* begin Provided records *

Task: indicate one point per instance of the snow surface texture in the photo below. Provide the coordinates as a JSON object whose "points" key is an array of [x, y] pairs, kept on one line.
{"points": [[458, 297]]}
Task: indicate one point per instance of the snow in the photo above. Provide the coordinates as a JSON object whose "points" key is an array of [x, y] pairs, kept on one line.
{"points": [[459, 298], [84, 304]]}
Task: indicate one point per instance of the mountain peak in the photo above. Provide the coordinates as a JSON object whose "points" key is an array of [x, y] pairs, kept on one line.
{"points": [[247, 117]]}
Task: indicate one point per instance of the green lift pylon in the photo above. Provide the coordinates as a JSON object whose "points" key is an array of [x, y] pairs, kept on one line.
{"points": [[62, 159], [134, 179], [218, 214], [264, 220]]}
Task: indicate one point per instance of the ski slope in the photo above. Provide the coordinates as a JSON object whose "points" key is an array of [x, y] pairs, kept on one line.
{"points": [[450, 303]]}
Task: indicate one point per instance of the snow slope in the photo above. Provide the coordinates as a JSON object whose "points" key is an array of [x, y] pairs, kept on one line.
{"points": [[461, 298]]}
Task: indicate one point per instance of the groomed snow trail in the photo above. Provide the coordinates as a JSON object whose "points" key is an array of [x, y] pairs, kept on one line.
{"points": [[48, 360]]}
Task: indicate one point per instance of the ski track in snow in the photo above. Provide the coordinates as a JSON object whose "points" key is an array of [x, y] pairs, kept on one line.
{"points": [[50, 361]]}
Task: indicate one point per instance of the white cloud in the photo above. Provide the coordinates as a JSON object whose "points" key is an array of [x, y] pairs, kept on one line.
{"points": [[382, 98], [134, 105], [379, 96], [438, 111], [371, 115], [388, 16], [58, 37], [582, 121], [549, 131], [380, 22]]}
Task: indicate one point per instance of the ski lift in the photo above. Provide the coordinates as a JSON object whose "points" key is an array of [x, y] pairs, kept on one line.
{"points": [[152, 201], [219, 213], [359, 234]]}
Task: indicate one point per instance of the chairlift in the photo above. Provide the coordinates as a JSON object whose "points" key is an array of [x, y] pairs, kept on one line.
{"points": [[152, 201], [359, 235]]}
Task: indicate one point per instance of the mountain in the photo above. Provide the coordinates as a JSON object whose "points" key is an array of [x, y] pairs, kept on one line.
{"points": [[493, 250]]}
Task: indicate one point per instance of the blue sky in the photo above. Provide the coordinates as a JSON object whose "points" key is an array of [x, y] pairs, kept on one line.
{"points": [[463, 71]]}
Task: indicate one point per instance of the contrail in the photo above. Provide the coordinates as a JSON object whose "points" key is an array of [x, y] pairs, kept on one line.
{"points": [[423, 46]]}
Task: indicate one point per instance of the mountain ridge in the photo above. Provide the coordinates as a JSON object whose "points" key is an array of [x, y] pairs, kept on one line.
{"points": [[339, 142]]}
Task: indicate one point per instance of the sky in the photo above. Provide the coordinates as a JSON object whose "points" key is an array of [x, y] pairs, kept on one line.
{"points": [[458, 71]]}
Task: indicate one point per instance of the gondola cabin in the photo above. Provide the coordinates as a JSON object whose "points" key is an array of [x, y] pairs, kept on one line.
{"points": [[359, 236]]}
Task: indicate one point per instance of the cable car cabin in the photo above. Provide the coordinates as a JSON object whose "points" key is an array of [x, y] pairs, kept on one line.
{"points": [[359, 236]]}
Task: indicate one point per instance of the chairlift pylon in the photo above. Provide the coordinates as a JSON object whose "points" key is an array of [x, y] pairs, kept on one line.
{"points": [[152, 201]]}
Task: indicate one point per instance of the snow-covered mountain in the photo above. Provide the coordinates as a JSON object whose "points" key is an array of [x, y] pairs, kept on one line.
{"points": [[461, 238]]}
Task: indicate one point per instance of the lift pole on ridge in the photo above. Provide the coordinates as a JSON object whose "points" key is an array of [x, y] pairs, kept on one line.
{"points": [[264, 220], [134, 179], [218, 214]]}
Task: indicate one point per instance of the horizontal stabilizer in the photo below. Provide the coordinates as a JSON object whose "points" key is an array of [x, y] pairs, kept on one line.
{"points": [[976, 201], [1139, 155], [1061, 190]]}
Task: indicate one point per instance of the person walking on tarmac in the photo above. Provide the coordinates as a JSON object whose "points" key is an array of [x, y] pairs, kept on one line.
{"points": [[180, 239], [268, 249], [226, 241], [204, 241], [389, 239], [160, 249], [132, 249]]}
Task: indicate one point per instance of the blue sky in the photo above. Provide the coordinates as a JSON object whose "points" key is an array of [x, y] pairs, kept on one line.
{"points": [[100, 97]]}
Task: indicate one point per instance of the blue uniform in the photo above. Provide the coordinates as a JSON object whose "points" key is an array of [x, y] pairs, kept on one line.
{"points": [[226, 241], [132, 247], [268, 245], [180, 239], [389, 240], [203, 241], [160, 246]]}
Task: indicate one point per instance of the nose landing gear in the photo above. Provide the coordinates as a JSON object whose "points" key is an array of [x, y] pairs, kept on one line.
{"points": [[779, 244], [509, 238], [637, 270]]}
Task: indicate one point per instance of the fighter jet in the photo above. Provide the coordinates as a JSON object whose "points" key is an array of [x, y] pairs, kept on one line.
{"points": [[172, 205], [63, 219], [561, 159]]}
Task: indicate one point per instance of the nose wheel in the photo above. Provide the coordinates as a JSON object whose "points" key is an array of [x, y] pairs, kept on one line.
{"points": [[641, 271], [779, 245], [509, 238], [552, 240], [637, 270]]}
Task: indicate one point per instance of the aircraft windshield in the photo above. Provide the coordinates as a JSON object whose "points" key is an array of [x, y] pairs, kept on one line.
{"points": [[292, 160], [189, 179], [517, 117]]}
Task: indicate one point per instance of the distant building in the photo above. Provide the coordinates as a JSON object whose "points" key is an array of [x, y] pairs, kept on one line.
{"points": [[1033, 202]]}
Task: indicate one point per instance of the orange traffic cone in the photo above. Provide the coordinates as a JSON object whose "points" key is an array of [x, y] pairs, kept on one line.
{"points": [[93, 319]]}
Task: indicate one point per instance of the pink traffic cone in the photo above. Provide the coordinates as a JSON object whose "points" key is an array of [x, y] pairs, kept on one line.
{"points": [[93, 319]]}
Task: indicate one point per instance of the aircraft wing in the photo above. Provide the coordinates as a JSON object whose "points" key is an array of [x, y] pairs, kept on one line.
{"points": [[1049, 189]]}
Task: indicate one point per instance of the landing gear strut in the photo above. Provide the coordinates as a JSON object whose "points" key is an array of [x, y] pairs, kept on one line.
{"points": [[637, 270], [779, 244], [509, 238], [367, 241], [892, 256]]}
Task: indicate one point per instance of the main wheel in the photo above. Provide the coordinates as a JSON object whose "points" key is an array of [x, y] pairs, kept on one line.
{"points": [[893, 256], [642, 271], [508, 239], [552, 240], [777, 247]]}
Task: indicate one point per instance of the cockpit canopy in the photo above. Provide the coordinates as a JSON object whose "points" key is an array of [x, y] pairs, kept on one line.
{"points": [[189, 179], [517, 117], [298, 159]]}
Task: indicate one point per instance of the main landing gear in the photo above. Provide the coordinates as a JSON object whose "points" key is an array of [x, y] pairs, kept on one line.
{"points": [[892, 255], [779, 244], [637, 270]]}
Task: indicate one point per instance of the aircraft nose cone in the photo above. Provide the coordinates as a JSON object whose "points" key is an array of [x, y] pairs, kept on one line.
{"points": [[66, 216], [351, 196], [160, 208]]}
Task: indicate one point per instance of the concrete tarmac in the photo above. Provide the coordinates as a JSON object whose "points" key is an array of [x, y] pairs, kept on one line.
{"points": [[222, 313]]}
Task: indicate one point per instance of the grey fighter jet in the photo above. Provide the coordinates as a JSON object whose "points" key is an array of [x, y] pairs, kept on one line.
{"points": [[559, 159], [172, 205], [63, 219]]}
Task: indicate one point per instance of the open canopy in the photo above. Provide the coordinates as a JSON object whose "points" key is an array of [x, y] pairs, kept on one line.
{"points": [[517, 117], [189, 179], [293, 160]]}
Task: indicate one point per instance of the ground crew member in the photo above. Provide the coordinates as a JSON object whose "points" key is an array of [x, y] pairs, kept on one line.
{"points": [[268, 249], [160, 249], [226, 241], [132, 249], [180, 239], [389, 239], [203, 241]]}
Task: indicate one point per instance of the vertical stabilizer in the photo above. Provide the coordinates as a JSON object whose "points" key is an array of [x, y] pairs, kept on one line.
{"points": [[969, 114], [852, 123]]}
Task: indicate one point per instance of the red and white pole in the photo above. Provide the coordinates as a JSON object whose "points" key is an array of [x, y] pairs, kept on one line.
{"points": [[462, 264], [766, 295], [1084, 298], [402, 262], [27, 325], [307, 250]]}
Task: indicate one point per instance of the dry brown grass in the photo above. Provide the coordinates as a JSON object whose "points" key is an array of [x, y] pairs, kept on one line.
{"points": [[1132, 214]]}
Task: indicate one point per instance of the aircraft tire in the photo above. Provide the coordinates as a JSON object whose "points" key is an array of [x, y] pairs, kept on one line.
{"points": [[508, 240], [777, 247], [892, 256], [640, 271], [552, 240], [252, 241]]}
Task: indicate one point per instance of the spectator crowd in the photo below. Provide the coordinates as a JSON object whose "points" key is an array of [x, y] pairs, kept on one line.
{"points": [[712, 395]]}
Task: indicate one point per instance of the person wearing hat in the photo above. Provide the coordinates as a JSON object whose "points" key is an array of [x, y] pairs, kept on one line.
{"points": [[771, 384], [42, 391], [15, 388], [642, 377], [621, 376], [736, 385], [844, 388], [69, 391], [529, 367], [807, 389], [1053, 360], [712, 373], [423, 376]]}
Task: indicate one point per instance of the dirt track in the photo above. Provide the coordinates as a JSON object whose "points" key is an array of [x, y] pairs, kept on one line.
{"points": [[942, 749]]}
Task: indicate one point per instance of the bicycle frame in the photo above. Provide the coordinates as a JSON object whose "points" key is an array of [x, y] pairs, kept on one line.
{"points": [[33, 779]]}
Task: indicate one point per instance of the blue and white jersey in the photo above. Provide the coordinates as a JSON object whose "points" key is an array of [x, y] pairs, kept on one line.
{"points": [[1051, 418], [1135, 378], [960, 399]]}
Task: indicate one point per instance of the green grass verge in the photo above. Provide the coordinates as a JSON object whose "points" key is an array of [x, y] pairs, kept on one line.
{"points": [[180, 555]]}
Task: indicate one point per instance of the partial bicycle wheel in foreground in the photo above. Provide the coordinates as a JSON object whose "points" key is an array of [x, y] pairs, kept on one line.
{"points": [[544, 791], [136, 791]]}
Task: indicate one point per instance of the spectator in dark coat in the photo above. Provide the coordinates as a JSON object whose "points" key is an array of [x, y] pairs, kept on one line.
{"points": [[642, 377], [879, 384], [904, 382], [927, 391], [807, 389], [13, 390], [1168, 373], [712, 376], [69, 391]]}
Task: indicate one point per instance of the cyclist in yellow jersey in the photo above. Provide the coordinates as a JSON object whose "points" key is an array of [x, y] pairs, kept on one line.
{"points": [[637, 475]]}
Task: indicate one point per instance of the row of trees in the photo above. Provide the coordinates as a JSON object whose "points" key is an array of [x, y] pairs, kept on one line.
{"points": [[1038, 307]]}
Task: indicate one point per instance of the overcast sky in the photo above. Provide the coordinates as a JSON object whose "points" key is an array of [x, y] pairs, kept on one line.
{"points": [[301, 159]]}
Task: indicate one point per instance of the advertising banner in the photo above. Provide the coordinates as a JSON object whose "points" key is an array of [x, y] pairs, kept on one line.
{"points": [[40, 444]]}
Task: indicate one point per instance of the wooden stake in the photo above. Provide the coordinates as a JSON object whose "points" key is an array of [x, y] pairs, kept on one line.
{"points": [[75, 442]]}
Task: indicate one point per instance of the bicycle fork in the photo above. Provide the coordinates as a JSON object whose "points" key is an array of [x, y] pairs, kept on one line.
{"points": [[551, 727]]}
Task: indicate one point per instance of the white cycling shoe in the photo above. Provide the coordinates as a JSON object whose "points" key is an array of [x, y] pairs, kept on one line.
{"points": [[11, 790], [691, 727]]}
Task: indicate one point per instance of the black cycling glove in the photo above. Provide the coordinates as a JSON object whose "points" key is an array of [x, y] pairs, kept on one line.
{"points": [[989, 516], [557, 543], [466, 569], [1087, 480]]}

* end Provided records *

§ What is asked
Nothing but the lines from the one with "Task: indicate one point per instance of the row" through the end of the data above should be repeated, each exactly as it stands.

§ Task response
Task: indicate one point per instance of the row of trees in the photo above. Provide the coordinates as a JSON object whose "points" key is an array of [x, y] pairs, kept on one line.
{"points": [[1038, 307]]}
Task: indicate one point per instance of the overcast sky in the photo above. Provide the coordinates as a JSON object whose "points" key is an array of [x, y] pairs, kept on one line.
{"points": [[301, 159]]}
Task: indicate one point per instance of the advertising banner in the photo above. Provide the coordinates as a JSON object whose "points" key is an array of [x, y] pairs, kept on one line.
{"points": [[40, 444]]}
Task: indicate one point per instance of the wooden stake in the photo above. Provide the coordinates as a JSON object whose "points" key is an array of [x, y] pairs, kept on one line.
{"points": [[75, 442]]}
Task: indicate one point per instance of the bicycle fork in the photo above. Provide the coordinates as a JSON object whose "points" key is an array of [x, y] pairs, kept on one line.
{"points": [[551, 727]]}
Task: indicate one point per instance of the white cycling shoe in the photo above. Provide the coordinates as a JSON object whose "points" key is an array of [x, y] pairs, kept on one line.
{"points": [[11, 790], [691, 727]]}
Task: indicate one point per instance of the black cycling glove in the photo above. Provide the coordinates as a JSON object whose "points" key is an array of [x, y] pairs, kept on one line.
{"points": [[989, 516], [557, 543], [466, 569], [1087, 480]]}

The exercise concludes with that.